▸ Page text:
####

# dose a good school= high end job



## damack (Feb 21, 2007)

hi evey one im looking at few different schools, CIA at greystone(in Napa) the others are not known they are tech schools which have culanary schools.

what im asking is if i go to the CIA will haveing a degree (AA) from there advance me further in the industre, im trying to figure out if its worth spending the money to move and go to CIA.

the other school im looking at is instatue of technoligy in rosevill (near sacramento) they have a 15month program in culanary arts, they say they are working on getting acreded for AA's but i dont know when that will happen.

also if any one here gose to the CIA i would really like to talk to u please email me at [email protected] AIM alexmack32


----------



## cacook (Jan 18, 2006)

In a word...no.

But being that's pretty much the top school in the nation...it will definitely help you get your foot in the door in more higher end places. But chances are you will still start out as a commis or prep cook.


----------



## mikeb (Jun 29, 2004)

No.

A better school will make it easier to get your foot in the door in the industry, and might teach you more. However you'll still start out at the bottom of the brigade, and you'll still need to work your way up. 

I got into the business without any education, worked my way up to the top restaurants, and ended up having to supervise and train many culinary school grads. Too many have stars in their eyes, and really don't know what the business is about. 

No matter what school you go to, if you're starting out in fine dining, you likely won't make any more than 10 dollars an hour, and you'll probably end up peeling vegetables and straining stock...


----------



## cacook (Jan 18, 2006)

Like he said...you'll probably start out peeling vegetables and straining stock, so make sure you're the best at peeling vegetables and straining stock.


----------



## damack (Feb 21, 2007)

well i understand no matter whear i go i will start at the botom, im ok with that i have been working in restrants for 5 years evey one starts at the botom and works your way up,

will it help having the edacation being able to clime up the lader faster? 



im trying to figure out if CIA is worth going to with the cost that it is to go there will it pay me back over the years


----------



## cacook (Jan 18, 2006)

It's a really great school that I've personally never experienced...and I'm sure it will help to some degree, but in my opinion it's not worth the money unless you have it to spare. Being that you already have experience in the industry, I think that will help more than anything. The fastest way to move up is to work the hardest, do everything clean and beautiful, and don't say no to anything your chef asks you unless it's completel innapropriate.


----------



## jayme (Sep 5, 2006)

Damack-
I keep telling every student I meet, check out all the local schools- I'm in Sacramento myself- I attend Napoli Culinary Academy- small school, but culinary management- not just arts (chef). There are many programs around requiring various financial and time commitments- you need to find out what works best for you and what will meet your personal goals. Gather info, visit schools- go from there. (also you may want to brush up on your spelling- for when you fill out applications or put together a resume'- your posts are a bit rough.)


----------



## damack (Feb 21, 2007)

Chad Aaland;156981 said:


> my opinion it's not worth the money unless you have it to spare. QUOTE]
> 
> ya thats the idea i dont have the cash i already have debt. ill go to CIA if i can get the grant money. but im thinking IT in rosevill thats 20.000 less. im going to go visset CIA with in the next few weeks.


----------

####

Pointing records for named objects

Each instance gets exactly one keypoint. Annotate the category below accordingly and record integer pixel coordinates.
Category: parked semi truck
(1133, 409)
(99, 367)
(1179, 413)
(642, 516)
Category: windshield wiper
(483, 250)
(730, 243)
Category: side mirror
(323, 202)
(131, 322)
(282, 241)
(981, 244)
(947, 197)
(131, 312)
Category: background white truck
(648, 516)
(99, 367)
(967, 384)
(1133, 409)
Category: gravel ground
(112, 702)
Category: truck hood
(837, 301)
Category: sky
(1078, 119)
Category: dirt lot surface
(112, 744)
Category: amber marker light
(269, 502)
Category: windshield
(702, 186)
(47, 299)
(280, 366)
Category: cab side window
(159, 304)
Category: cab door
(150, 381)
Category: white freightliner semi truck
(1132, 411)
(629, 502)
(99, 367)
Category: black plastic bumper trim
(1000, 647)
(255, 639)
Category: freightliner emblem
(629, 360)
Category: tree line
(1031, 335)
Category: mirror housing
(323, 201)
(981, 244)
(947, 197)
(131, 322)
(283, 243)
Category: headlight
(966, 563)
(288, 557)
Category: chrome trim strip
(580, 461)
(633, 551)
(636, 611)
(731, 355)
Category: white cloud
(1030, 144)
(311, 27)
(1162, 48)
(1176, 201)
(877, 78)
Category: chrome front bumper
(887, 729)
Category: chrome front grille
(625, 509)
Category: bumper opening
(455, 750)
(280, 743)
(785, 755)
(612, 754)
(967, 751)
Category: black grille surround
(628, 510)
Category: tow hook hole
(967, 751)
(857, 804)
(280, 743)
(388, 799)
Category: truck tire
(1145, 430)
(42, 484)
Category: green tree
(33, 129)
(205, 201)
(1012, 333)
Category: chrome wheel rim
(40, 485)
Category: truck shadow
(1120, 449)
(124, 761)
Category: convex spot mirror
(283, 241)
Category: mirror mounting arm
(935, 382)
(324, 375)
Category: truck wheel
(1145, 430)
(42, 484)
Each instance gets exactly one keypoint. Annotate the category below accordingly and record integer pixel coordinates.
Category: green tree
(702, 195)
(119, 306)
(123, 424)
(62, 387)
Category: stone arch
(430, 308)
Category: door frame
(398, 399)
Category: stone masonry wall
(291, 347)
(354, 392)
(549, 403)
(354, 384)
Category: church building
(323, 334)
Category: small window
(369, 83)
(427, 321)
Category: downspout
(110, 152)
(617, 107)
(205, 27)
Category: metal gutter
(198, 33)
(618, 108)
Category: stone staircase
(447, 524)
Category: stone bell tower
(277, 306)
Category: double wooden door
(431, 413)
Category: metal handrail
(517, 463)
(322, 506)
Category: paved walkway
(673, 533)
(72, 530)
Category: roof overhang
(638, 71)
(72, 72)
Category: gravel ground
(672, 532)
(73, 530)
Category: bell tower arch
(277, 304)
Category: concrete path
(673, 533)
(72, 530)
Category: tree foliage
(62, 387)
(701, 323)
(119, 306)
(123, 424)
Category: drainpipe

####

▸ Problems:
1 - In the forum thread, what hourly pay does one reply say a beginner in fine dining will likely not exceed?
2 - Gather every line of the listing that contains the word "black".

▸ Answers to the tasks:
1 - No more than 10 dollars an hour.

2 -
Category: black plastic bumper trim
Category: black grille surround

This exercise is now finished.